** WORK TO BE COMPLETED **
Can you quote the passage on coronary artery disease genetics word for word, starting with "Apparently healthy African" and going on through "95% CI: 0.626-0.968)."?

** PASSAGE FOR REVIEW **
--------------------

Apparently healthy African American siblings (n=548) of patients with documented CAD <60 years of age were genotyped and followed for incident CAD for up to 17 years. Tests of association for 86 SNPs across the 9p21.3 region in a GEE logistic framework under an additive model adjusting for traditional risk factors, family, follow-up time, and population stratification were performed. A single SNP within the CDKN2B gene met stringent criteria for statistical significance, including permutation-based evaluations. This variant, rs3217989, was common (minor allele [G] frequency 0.242), conveyed protection against CAD (OR=0.19, 95% CI: 0.07 to 0.50, p=0.0008) and was replicated in a combined analysis of two additional case/control studies of prevalent CAD/MI in African Americans (n=990, p=0.024, OR= 0.779, 95% CI: 0.626-0.968).
This is the first report of a CAD association signal in a population of African ancestry with a common variant within the CDKN2B gene, independent from previous findings in European and East Asian ancestry populations. The findings demonstrate a significant protective effect against incident CAD in African American siblings of persons with premature CAD, with replication in a combination of two additional African American cohorts.
Although coronary artery disease (CAD) is the leading cause of death in African American men and women1, 2, there is a paucity of data regarding genetic variants related to CAD in persons of African compared to European ancestry. Consistently implicated in several large genome-wide association studies (GWAS) in primarily white, North American or Northern European populations3-7, the 9p21.3 chromosomal region appears to harbor a locus associated with CAD risk. Significant associations of specific single nucleotide polymorphisms (SNPs) in this region have since been replicated in Chinese8, 9, Italian10, 11, South Korean12, 13, Japanese13, 14, and American Hispanic15 populations but not in African Americans4, 15. The strongest associations are all within a 58 kb region (chromosome 9: 22,062,301 - 22,120,3894) containing multiple SNPs in tight linkage disequilibrium (LD) in European derived populations, but no known protein-coding genes. Nonetheless, the 9p21 locus appears to consistently convey risk independent of conventional CAD risk factors in general population studies4, 11. The strength of association of the 9p21 locus with CAD was recently demonstrated in a systematic review of 47 distinct data sets, including 8 Asian studies, with 35,872 cases and 95,837 controls, but none with African Americans16.

--------------------

** EXTRACTED DATA **
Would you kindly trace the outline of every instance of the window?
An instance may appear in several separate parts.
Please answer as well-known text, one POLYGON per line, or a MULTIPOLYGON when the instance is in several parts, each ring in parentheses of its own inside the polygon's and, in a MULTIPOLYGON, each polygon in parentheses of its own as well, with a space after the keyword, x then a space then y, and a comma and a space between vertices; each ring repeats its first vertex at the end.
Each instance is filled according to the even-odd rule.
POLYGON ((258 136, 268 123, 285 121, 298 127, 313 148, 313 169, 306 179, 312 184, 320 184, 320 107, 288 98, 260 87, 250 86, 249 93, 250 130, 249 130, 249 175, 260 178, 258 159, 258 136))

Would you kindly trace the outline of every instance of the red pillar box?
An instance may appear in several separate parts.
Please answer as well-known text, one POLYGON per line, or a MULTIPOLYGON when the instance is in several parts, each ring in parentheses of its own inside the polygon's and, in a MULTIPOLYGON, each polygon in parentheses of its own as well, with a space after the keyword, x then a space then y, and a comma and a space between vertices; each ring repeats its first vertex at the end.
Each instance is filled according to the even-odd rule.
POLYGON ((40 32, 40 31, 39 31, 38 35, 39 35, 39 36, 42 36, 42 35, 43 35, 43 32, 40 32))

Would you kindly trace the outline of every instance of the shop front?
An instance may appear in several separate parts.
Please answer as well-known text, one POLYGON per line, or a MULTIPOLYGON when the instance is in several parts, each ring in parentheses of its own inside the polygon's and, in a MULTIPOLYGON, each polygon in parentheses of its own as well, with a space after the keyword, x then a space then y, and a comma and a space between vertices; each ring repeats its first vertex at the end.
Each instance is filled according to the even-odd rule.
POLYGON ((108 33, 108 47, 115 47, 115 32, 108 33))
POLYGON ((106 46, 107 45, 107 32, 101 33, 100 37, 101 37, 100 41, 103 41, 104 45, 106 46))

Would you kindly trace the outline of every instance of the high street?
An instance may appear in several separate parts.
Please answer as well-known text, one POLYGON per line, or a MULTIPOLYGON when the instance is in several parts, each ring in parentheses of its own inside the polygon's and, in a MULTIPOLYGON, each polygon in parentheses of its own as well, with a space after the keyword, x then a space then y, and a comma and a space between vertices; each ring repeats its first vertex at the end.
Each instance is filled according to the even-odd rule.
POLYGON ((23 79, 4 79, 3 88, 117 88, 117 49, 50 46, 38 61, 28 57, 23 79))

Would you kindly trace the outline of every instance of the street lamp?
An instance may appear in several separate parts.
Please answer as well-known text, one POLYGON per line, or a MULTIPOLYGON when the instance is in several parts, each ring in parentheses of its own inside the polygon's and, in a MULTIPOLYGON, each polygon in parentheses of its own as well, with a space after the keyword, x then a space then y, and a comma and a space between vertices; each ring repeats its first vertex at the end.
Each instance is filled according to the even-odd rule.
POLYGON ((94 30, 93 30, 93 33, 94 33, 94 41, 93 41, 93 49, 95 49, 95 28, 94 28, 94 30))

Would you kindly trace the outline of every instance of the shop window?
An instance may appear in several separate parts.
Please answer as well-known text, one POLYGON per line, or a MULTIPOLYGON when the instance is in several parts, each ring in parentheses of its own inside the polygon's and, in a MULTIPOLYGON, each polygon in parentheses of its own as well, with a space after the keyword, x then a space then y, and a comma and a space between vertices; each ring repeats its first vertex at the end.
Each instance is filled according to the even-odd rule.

--------------------

** SOLUTION FOR THIS PROBLEM **
Apparently healthy African American siblings (n=548) of patients with documented CAD <60 years of age were genotyped and followed for incident CAD for up to 17 years. Tests of association for 86 SNPs across the 9p21.3 region in a GEE logistic framework under an additive model adjusting for traditional risk factors, family, follow-up time, and population stratification were performed. A single SNP within the CDKN2B gene met stringent criteria for statistical significance, including permutation-based evaluations. This variant, rs3217989, was common (minor allele [G] frequency 0.242), conveyed protection against CAD (OR=0.19, 95% CI: 0.07 to 0.50, p=0.0008) and was replicated in a combined analysis of two additional case/control studies of prevalent CAD/MI in African Americans (n=990, p=0.024, OR= 0.779, 95% CI: 0.626-0.968).